======== Supplied text ========
Here is the sketch of our searching strategy, and the detailed description of the algorithm can be found in the Appendix of Xin Xu's MSc thesis:
Initialize everything, incl. initial value, direction, etc.
LOOP (main algorithm):
1. Perform the line search using the directions for free variables
1.1 Check all the bounds that are not "active" (i.e. binding variables) and compute the feasible step length to the bound for each of them
1.2 Pick up the least feasible step length, say \alpha, and set it as the upper bound of the current step length, i.e. 0<\lambda<=\alpha
1.3 Search for any possible step length<=\alpha that can result the "sufficient function decrease" (\alpha condition) AND "positive definite inverse Hessian" (\beta condition), if possible, using SAFEGUARDED polynomial interpolation. This step length is "safe" and thus is used to compute the next value of the free variables .
1.4 Fix the variable(s) that are newly bound to its constraint(s).
========
-- What you need to do --
**A.** Swap "step length" for "step size" in the search-strategy text, and write out the passage between "Here is the" and "free variables .", inclusive.
**B.** According to the search-strategy text, why is the step length found in step 1.3 used to compute the next value of the free variables?
**C.** Where does the search-strategy text say the detailed description of the algorithm can be found?
The listing placed after this point is separate material with no connection to the search-strategy text.
======== Provided information ========
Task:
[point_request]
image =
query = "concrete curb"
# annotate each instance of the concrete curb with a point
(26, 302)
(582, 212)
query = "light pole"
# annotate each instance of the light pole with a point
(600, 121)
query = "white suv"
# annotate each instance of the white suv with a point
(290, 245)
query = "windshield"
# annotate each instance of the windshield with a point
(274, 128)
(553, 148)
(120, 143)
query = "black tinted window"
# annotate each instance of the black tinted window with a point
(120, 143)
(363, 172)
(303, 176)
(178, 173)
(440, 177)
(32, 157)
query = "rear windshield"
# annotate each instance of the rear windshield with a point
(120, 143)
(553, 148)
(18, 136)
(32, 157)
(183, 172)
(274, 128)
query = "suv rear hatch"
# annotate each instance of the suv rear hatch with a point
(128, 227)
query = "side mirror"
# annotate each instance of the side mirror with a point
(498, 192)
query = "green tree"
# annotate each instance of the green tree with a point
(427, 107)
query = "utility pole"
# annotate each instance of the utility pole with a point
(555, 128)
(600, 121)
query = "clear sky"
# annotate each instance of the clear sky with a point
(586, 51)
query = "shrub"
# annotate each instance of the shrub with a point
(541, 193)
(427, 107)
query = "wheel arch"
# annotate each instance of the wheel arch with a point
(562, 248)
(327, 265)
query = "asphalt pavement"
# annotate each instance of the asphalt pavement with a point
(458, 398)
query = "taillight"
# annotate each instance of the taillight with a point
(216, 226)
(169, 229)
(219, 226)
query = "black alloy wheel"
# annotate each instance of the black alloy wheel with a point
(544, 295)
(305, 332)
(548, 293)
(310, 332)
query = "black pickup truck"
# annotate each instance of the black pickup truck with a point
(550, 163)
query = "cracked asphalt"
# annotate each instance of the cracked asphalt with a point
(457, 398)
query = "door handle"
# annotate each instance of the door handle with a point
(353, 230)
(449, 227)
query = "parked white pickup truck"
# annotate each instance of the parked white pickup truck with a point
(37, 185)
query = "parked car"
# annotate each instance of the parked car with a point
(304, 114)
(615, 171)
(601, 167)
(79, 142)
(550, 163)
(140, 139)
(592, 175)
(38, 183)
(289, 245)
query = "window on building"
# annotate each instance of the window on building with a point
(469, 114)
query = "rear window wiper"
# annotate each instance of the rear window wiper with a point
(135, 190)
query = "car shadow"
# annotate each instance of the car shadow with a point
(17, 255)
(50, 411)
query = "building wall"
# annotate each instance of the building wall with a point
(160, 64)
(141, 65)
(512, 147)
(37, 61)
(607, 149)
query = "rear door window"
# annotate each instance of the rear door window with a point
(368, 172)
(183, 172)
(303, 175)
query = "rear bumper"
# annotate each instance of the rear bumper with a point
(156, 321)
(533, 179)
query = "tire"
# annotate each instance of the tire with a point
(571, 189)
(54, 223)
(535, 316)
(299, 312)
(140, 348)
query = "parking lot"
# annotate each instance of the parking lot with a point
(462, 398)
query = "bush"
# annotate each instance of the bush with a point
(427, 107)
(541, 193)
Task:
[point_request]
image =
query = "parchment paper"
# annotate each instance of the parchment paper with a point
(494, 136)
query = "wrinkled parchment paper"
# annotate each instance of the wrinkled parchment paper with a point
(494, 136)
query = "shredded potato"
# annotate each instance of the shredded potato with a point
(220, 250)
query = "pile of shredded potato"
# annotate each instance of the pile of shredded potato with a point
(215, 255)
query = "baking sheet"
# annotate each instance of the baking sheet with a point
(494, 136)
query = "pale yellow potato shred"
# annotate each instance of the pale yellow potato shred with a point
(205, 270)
========
-- List of solutions --
**A.**
Here is the sketch of our searching strategy, and the detailed description of the algorithm can be found in the Appendix of Xin Xu's MSc thesis:
Initialize everything, incl. initial value, direction, etc.
LOOP (main algorithm):
1. Perform the line search using the directions for free variables
1.1 Check all the bounds that are not "active" (i.e. binding variables) and compute the feasible step size to the bound for each of them
1.2 Pick up the least feasible step size, say \alpha, and set it as the upper bound of the current step size, i.e. 0<\lambda<=\alpha
1.3 Search for any possible step size<=\alpha that can result the "sufficient function decrease" (\alpha condition) AND "positive definite inverse Hessian" (\beta condition), if possible, using SAFEGUARDED polynomial interpolation. This step size is "safe" and thus is used to compute the next value of the free variables .

**B.** The step length satisfies both the "sufficient function decrease" (\alpha condition) and the "positive definite inverse Hessian" (\beta condition), so it is considered "safe." It is therefore used to compute the next value of the free variables.

**C.** In the Appendix of Xin Xu's MSc thesis.